PROMPT ::
Retype the lines below exactly, from the line with "For the evaluation set, locate every instance of the white sky" up to and including the line with "x=396 y=226".

---------------

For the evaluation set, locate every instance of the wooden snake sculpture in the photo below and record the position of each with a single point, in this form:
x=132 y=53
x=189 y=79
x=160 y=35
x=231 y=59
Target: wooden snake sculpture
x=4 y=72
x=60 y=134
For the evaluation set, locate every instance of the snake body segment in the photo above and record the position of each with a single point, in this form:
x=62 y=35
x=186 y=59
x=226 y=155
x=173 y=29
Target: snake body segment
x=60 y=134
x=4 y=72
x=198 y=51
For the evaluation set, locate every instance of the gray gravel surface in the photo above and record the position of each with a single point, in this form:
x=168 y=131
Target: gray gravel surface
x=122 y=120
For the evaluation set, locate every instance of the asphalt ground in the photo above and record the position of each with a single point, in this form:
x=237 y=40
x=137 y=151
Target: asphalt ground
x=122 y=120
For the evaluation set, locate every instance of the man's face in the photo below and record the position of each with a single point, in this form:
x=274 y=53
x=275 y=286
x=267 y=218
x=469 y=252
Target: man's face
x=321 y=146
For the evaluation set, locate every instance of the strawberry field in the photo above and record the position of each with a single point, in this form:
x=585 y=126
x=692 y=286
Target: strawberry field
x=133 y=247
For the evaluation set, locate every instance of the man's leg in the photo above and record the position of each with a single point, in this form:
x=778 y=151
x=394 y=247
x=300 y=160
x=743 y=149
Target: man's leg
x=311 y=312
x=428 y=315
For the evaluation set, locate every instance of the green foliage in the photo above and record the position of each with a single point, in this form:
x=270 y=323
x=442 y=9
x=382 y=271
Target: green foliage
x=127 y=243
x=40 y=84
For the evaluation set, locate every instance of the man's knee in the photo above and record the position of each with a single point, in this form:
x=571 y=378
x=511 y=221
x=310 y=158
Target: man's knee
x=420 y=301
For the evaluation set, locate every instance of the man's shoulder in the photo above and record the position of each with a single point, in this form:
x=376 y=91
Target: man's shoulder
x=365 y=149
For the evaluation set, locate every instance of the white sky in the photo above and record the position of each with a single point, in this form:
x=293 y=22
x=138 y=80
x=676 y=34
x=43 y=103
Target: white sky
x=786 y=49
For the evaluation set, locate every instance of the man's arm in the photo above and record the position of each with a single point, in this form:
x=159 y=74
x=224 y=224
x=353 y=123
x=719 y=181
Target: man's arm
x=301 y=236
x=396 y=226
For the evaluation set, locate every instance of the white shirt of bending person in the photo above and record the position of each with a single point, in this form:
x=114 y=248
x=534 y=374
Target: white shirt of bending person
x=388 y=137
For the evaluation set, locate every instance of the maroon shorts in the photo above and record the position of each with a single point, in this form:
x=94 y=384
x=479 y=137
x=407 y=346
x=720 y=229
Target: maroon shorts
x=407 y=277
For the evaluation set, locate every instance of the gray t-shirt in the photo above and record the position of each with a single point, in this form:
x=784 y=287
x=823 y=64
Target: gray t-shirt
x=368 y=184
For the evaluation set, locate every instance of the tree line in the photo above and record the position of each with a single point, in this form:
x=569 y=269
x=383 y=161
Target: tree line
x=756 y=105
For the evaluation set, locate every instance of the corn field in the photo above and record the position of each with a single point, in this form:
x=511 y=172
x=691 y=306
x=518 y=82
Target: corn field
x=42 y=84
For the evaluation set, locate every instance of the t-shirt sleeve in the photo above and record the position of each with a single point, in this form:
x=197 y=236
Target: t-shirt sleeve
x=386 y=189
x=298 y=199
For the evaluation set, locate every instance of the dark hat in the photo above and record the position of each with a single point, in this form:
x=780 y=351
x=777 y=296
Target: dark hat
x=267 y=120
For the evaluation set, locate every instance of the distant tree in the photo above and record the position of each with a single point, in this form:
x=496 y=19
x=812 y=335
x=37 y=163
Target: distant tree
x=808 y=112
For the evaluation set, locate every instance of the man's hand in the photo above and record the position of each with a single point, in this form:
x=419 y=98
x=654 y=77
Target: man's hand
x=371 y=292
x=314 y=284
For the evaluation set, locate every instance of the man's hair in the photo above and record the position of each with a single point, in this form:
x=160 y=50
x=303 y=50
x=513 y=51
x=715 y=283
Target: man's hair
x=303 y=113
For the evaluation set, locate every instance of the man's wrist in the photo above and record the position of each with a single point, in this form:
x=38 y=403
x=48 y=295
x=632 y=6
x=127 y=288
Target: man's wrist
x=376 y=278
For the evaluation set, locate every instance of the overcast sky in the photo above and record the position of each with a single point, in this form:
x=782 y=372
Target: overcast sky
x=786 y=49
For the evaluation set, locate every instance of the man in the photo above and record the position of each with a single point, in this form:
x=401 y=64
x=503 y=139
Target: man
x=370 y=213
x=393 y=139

---------------

THE RESPONSE ::
For the evaluation set, locate every instance of the white sky in the photo above and record the position of each with a single point, in this form:
x=293 y=22
x=138 y=80
x=676 y=34
x=43 y=103
Target: white sky
x=786 y=49
For the evaluation set, locate every instance of the man's arm in the photo above and record the position of each with a single point, in this form:
x=159 y=74
x=224 y=224
x=353 y=123
x=719 y=181
Target: man's arm
x=301 y=236
x=396 y=226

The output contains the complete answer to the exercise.